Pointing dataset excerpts
<<<<

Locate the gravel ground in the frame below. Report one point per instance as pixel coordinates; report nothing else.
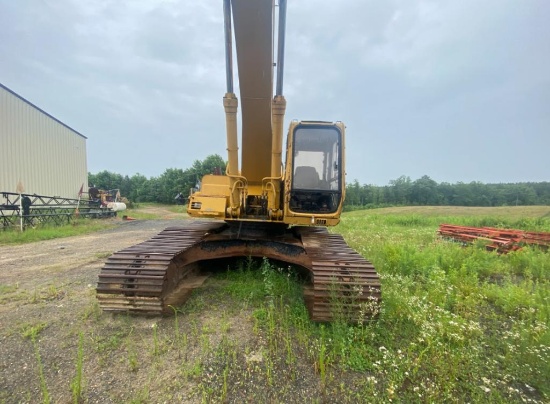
(49, 286)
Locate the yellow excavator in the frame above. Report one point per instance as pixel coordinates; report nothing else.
(260, 208)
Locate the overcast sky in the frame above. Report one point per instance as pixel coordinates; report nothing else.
(457, 90)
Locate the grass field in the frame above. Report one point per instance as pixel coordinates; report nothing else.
(457, 324)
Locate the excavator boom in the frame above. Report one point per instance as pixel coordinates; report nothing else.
(263, 209)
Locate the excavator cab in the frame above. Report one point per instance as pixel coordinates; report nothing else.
(314, 175)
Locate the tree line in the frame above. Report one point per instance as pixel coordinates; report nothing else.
(401, 191)
(426, 191)
(162, 189)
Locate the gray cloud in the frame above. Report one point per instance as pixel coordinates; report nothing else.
(456, 90)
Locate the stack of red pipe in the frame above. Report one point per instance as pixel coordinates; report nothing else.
(501, 240)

>>>>

### [WHAT YOU WILL DO]
Duplicate the data above without any changes, starting with the line that contains "Locate the gray" and going on through the end of the data.

### [ANSWER FOR THE TASK]
Locate the gray cloud in the frame above. Report one point per instance as pixel coordinates; report nothing else.
(456, 90)
Locate the stack of red pipe in the frame above. Report one point per instance as pixel coordinates; report nothing else.
(501, 240)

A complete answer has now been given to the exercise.